**What is required:** Drop all images. Then write out each line below exactly as given.

### Available data

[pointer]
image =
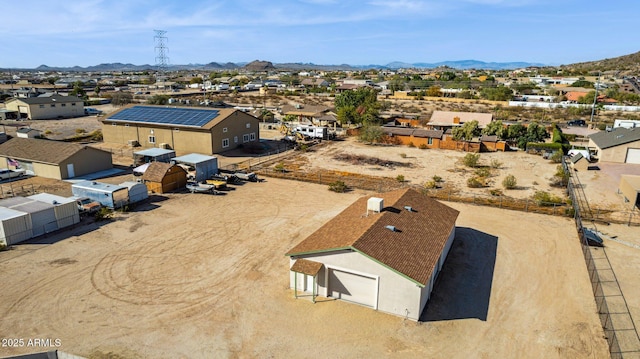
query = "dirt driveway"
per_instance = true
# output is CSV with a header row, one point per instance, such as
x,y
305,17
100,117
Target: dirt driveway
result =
x,y
199,276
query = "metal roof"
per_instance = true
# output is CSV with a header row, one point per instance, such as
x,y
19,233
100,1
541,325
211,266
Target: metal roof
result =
x,y
98,186
51,198
193,158
179,116
8,213
154,152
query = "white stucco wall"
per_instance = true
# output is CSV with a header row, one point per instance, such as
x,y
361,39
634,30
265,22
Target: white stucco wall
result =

######

**Result of this task:**
[pointer]
image =
query = "dirt driveway"
per_instance = true
# output is CSV with a header row, one point per instance, such as
x,y
305,17
100,117
Target: dirt driveway
result =
x,y
199,276
query = "metal roof"
per_instance = true
# output is CSV with a header row, one point per instance, such as
x,y
19,233
100,1
541,325
211,266
Target: metal roof
result =
x,y
98,186
51,198
193,158
179,116
8,213
154,152
query = "white stucco wall"
per_instance = true
# output is CSV with a header row, one point per instance, such as
x,y
361,39
634,30
265,22
Target: white stucco wall
result =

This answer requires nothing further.